It’s not just fruit. Felicity Lawrence, author of ‘Not
on the Label’ says that “For every 30 tonnes of carrots
harvested, just 10 tonnes are used.”
Knobbly forked carrots, portly apples and vivid strawberries,
however, just seem to fly out of the farmer’s vans at farmers’ markets
into salad bowls and baking trays, so customers, obviously, don’t
spend sleepless nights over plums and tomatoes that aren’t
beauty-queen perfect. It helps that recipes by the new breed of
ferociously pro-local chefs, now insist that great local ingredients
are essential for memorable meals.
Not surprisingly – especially considering how well the markets
are doing now – there are many enthusiastic farmers who want
to join the markets. “We have150 farmers in active production,
and three times as many on our waiting list,” says Cheryl,
adding that they want to keep adding Farmer’s Markets to
different parts of each city over the years. “We may run
out of farmers, but we’ll probably never run out of the need
for a market,” she smiles.

> **INFORMATION GIVEN**
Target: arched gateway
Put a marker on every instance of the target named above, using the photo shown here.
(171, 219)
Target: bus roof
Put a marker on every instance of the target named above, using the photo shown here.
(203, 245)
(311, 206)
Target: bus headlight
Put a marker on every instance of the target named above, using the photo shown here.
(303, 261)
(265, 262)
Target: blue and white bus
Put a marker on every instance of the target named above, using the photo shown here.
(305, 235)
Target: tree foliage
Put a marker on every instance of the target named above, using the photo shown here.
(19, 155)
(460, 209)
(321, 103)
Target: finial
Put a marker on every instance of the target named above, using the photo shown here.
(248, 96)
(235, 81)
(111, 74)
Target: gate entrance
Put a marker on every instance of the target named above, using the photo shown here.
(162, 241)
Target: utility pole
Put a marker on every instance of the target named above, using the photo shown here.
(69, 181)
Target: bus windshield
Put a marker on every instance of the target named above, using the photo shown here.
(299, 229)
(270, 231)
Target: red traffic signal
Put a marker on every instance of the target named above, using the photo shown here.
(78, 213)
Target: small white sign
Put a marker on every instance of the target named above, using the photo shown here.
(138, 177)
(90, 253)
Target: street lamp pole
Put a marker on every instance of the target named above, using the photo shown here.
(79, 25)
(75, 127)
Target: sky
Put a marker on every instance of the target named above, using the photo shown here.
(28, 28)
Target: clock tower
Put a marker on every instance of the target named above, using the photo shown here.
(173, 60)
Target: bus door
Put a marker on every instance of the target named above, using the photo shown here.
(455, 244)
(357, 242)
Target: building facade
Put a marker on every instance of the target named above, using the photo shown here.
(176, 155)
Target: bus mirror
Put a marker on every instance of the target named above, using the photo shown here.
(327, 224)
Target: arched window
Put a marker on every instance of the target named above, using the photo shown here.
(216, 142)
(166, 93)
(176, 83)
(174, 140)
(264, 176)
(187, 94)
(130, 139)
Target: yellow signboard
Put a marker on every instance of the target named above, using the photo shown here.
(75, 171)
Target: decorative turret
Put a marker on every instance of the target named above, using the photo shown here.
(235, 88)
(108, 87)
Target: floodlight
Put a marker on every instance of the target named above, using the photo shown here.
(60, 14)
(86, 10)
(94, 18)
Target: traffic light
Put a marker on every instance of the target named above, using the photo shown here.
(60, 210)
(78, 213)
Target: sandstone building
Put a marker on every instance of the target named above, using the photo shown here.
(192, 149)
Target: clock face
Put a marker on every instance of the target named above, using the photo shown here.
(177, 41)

> **TASK REQUIREMENTS**
Carry on the passage about farmers' markets from the point where it stops.

> **RESULT FOR THIS TASK**
Old Romance
Clearly, for many people farming is becoming romantic again. Young
Gina, an Australian moved two months to the Perry Court (family)
Farm in Kent, which produces everything from fruit and vegetables
to sheep and cereals, (“because this is so much nicer than
the office!”). She is clearly enamoured of her new lifestyle
despite, “getting up at 4 a.m., and doing a lot of heavy
lifting!”
As for the people who shop at the markets, they do so for various
reasons. To support the local economy or try new varieties of fruits,
meats and vegetables. But above all, because they are in pursuit
of tasty, healthy, natural food.
Home-grown
Ethical concerns also feature. Local sourcing of food, after all,
reduces lorry and plane ‘food miles.’ FARMA, in association
with SUSTAIN (a food and farming campaigning organisation) promoted
a ‘Make Yours A Local Lunch’ in September, stating
that the ingredients for an air-freighted Sunday lunch create 37
kgs of greenhouse gases. When bought from a local market, on the
other hand, just 38.2 grams are released. That’s a dramatic
reduction of 99.8 per cent.
Sue, a customer who buys her fruit and vegetables at the Finchley
Market every Wednesday, says she does so because she wants “produce
that hasn’t travelled 1,000 miles and more.” She adds, “I
do deeply resent things coming from countries that are struggling
to feed their own populations – like green beans from Africa.
They’re beautiful, but why should land that could support
their local population be used for beans for affluent Westerners?
And the money just goes to middle men.”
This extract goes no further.